[begin The data]

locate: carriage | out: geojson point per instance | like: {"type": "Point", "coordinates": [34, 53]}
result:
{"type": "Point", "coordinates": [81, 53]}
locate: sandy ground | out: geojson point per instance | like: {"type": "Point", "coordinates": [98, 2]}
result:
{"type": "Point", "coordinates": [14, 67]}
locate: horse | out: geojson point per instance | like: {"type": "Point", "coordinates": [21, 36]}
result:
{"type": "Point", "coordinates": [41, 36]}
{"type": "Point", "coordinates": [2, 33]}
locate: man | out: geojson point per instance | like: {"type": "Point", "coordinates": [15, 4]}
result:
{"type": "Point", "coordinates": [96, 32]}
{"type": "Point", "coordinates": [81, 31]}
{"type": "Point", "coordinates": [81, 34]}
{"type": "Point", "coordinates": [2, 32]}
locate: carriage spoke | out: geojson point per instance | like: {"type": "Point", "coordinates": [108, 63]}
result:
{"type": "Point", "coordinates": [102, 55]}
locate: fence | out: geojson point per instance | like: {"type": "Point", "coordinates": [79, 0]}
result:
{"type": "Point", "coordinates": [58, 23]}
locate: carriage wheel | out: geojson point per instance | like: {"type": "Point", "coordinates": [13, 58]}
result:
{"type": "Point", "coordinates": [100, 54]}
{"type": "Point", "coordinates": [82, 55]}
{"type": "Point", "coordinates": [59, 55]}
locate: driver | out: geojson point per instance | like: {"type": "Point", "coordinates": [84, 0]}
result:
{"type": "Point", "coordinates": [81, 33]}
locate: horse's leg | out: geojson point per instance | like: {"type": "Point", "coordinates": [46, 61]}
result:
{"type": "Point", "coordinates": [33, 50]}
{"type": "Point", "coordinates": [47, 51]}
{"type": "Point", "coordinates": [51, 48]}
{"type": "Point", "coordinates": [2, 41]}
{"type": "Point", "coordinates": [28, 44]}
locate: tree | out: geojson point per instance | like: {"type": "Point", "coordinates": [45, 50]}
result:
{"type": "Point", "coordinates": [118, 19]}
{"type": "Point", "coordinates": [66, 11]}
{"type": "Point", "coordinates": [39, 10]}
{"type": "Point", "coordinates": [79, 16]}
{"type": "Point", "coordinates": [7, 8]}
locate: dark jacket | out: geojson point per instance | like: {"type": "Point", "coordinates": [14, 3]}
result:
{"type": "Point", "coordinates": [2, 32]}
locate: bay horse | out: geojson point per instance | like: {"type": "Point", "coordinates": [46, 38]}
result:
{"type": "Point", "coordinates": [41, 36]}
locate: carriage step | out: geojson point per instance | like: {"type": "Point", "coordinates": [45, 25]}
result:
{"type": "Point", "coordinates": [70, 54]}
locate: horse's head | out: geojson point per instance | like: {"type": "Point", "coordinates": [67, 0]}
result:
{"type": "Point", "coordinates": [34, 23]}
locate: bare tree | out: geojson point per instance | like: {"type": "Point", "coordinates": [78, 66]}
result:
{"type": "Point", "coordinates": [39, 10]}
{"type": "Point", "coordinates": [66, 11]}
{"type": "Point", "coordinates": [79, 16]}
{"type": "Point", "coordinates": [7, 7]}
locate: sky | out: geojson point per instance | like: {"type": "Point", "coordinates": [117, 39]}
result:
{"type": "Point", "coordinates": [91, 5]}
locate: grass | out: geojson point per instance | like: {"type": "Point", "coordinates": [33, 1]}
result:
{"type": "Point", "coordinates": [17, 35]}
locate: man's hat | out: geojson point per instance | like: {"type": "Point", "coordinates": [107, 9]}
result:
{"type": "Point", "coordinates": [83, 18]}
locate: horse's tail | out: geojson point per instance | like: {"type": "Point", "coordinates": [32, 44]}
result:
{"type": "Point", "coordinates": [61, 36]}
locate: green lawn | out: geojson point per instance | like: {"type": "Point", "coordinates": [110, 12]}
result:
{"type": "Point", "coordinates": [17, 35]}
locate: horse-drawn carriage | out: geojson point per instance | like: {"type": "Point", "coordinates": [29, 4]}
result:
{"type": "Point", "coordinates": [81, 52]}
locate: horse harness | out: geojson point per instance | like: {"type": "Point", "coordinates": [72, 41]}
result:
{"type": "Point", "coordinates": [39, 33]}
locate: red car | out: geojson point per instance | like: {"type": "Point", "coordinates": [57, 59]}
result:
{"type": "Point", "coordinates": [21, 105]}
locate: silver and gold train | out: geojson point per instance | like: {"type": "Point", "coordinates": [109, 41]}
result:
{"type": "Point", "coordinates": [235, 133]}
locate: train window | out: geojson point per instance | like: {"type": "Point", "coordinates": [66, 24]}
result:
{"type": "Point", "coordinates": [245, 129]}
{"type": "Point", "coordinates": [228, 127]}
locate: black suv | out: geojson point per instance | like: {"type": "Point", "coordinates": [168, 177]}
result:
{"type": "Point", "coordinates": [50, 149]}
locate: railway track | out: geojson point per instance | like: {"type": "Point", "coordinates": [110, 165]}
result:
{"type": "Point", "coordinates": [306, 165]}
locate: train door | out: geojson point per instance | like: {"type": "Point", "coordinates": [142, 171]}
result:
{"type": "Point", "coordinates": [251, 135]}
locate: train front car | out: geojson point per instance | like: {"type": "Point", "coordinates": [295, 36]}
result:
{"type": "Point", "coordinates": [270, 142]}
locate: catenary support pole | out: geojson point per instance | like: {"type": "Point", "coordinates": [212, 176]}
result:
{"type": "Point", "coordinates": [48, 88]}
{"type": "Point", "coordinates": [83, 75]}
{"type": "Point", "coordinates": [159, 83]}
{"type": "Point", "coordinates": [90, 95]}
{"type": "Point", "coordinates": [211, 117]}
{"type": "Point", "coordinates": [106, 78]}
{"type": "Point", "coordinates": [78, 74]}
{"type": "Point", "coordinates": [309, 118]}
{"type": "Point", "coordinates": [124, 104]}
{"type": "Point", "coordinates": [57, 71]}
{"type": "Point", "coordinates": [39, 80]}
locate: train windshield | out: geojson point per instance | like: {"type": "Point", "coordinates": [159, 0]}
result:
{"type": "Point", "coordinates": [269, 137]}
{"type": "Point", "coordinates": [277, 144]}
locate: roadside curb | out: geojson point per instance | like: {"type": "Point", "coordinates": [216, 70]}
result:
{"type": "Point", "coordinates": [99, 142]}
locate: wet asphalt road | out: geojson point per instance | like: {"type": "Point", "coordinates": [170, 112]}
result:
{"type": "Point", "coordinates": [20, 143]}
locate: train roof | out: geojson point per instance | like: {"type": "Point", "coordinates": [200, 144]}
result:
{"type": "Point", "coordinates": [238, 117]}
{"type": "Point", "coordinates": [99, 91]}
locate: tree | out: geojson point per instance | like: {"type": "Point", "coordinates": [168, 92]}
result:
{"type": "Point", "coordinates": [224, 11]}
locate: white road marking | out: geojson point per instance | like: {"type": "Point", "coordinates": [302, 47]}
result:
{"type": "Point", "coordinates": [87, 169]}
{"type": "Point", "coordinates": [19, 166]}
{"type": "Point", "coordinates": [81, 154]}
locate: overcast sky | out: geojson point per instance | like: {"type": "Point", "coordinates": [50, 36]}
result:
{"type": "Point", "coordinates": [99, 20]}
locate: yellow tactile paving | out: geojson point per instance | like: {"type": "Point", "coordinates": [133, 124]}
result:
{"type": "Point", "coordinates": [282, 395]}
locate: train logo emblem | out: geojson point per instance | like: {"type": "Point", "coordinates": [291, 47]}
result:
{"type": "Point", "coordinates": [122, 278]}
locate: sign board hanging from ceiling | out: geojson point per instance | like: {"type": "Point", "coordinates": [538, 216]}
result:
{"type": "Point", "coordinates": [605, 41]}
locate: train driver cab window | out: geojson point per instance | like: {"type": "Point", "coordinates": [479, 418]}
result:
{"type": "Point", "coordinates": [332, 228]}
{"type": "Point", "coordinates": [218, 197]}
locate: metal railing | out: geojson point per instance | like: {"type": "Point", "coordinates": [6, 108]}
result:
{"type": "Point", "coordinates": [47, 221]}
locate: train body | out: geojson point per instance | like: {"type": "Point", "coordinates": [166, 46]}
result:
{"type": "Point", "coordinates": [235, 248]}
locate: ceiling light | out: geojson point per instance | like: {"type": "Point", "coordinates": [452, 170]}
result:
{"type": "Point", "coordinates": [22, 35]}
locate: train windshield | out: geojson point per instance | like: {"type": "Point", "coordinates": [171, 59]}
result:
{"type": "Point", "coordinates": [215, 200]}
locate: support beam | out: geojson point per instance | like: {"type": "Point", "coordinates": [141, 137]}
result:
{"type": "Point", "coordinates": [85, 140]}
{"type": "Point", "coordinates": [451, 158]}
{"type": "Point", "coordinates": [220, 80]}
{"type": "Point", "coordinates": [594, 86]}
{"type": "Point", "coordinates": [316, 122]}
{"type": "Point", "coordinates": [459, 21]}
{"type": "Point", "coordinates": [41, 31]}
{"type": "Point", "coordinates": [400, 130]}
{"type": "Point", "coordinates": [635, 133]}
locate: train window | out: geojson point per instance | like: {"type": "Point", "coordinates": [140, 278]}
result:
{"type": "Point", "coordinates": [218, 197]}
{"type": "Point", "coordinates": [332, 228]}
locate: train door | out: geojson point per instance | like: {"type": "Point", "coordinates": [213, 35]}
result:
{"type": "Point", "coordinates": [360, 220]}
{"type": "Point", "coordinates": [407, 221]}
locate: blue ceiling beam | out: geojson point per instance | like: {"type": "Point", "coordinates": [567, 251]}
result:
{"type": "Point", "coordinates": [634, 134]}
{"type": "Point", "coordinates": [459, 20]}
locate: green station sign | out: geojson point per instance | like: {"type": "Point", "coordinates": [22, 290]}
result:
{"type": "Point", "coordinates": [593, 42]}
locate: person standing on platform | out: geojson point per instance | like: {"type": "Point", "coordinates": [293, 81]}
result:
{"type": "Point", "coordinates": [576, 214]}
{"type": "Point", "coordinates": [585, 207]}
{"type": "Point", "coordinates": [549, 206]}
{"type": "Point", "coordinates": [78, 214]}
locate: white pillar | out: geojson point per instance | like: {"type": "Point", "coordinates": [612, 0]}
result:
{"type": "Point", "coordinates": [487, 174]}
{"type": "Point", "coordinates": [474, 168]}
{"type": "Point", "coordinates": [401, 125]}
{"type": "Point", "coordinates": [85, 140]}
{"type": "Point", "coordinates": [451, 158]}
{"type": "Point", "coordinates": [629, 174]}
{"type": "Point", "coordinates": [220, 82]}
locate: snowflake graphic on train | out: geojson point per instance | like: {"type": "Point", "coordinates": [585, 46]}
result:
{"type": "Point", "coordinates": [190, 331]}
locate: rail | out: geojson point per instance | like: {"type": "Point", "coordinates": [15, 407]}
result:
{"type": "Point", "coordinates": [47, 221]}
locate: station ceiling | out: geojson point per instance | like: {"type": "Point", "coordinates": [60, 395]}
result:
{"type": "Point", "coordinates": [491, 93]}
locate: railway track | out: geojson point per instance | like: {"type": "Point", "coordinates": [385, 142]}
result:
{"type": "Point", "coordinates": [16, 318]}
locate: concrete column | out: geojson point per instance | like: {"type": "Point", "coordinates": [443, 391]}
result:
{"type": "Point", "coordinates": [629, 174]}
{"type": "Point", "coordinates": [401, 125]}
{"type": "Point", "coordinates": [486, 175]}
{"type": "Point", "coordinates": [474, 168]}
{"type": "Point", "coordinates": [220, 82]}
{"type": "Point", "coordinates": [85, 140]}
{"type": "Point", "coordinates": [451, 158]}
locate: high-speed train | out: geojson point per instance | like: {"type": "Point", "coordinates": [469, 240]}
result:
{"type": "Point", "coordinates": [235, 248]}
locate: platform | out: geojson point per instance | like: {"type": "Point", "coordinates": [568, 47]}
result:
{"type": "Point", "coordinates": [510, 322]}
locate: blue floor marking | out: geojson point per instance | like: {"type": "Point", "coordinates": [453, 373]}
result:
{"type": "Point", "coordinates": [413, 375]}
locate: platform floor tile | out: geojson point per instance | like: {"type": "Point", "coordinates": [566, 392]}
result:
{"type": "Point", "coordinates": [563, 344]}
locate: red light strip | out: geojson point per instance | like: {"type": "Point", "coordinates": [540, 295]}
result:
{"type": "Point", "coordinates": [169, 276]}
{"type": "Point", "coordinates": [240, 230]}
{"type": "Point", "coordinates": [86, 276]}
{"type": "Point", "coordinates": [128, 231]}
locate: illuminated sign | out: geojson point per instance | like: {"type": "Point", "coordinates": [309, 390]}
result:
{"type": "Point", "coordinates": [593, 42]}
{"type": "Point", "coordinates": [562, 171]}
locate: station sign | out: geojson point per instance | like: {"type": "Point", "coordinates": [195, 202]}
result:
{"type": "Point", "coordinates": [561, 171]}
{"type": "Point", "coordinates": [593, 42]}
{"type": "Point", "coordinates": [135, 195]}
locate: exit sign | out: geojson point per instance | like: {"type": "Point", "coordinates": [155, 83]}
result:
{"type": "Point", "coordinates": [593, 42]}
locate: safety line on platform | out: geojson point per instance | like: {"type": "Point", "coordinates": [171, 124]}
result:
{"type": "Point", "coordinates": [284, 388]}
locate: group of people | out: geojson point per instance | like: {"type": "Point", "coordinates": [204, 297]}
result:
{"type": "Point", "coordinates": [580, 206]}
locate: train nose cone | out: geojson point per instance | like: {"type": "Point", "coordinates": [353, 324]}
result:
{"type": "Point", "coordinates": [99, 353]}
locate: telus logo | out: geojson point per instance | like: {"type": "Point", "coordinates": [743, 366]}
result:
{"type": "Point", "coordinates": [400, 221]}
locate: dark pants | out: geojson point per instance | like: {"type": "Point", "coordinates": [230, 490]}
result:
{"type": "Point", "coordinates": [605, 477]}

[end The data]

Put the lines of the listing above into a JSON list of strings, one string per line, with blank lines left out. Include only the lines from the one containing "locate: safety line" up to and including the last line of the listing.

▶ **Completed exercise**
[
  "locate: safety line on platform | out: geojson point per instance | like: {\"type\": \"Point\", \"coordinates\": [171, 124]}",
  "result:",
  "{\"type\": \"Point\", \"coordinates\": [284, 388]}",
  "locate: group of people | out: geojson point per instance | like: {\"type\": \"Point\", \"coordinates\": [204, 297]}",
  "result:",
  "{\"type\": \"Point\", \"coordinates\": [580, 206]}",
  "locate: train nose cone | out: geojson point per instance | like: {\"type\": \"Point\", \"coordinates\": [353, 324]}",
  "result:",
  "{\"type\": \"Point\", \"coordinates\": [99, 353]}",
  "locate: telus logo | out: geojson point per instance | like: {\"type\": \"Point\", \"coordinates\": [743, 366]}",
  "result:",
  "{\"type\": \"Point\", \"coordinates\": [400, 221]}",
  "locate: dark pants | out: geojson point per instance | like: {\"type\": \"Point\", \"coordinates\": [230, 490]}",
  "result:",
  "{\"type\": \"Point\", \"coordinates\": [605, 477]}"
]